• _Problem statement_
Print the following items again without changing a single character.

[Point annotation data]
<<<<

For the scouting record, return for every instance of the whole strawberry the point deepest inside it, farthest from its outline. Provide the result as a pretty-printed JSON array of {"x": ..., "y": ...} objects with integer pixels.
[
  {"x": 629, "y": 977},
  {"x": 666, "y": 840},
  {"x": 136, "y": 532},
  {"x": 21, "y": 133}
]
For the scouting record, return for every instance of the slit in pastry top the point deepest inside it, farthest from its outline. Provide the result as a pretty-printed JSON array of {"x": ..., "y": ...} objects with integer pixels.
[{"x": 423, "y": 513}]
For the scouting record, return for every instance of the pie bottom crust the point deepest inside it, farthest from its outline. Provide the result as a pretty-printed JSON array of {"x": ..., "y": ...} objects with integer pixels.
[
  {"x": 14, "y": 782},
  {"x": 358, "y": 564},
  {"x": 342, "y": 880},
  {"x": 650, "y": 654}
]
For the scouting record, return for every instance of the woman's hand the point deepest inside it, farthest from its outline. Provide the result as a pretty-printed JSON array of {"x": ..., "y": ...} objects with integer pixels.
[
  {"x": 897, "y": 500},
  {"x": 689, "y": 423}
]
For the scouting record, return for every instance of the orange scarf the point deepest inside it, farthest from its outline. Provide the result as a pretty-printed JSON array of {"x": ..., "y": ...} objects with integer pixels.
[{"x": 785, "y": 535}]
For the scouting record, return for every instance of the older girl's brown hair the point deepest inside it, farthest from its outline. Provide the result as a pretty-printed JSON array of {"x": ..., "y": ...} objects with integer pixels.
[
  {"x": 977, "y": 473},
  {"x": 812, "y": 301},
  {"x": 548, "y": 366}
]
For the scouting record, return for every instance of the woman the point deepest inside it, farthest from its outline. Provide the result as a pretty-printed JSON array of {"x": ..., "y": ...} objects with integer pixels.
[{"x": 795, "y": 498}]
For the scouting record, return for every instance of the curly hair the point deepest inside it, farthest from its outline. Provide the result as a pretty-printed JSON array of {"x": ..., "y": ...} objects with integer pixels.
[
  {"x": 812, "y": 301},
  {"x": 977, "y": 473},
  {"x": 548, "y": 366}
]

>>>>

• _Response to this task_
For the scouting record, return for every instance of the whole strawberry the point deepest inside it, farthest from its outline. Provide the result as a pretty-printed JSON array of {"x": ..., "y": ...} objects with integer pixels.
[
  {"x": 629, "y": 977},
  {"x": 666, "y": 840},
  {"x": 136, "y": 532},
  {"x": 21, "y": 133}
]
For the scouting record, return for every instance of the slit in pastry top the point deepest inside it, farthest from its outline. Provide the result as a pretty-printed JSON array of {"x": ..., "y": ...} objects with integer pixels.
[{"x": 423, "y": 513}]
For the scouting record, return for every instance of the pie bottom crust the point deepest inside it, farthest from its outline. Provide the result as a pretty-printed JSON array of {"x": ..., "y": ...} objects with integer pixels.
[
  {"x": 14, "y": 782},
  {"x": 358, "y": 564},
  {"x": 342, "y": 880},
  {"x": 650, "y": 654}
]
For the scouting record, return for every instance of the woman's hand the point deepest inside it, farthest from its outline. Provide the result as a pretty-printed JSON array of {"x": ..., "y": ...} objects with integer pixels.
[
  {"x": 897, "y": 500},
  {"x": 689, "y": 423}
]
For the scouting record, return for every instance of the orange scarf the point deepest inside it, farthest from its outline. Provide the result as a pretty-printed JSON array of {"x": ..., "y": ...} objects with integer pixels.
[{"x": 785, "y": 535}]
For the scouting record, return for every instance of the older girl's brown hair the point deepest inside it, farthest from its outline. Provide the result as a pretty-printed JSON array of {"x": ..., "y": ...} objects with integer pixels.
[
  {"x": 977, "y": 473},
  {"x": 812, "y": 301},
  {"x": 548, "y": 366}
]
For the scouting record, return for every instance of the woman the point deepest inside it, farthest from its outline. Provide the result as a pretty-printed JSON array of {"x": ..., "y": ...} objects with integer pixels.
[{"x": 795, "y": 498}]
For the scouting record, return for every instance of the curly hair the point deepest inside it, farthest from its outline. Provide the result as a pretty-printed JSON array of {"x": ..., "y": ...} objects with integer pixels.
[
  {"x": 812, "y": 301},
  {"x": 977, "y": 473},
  {"x": 548, "y": 366}
]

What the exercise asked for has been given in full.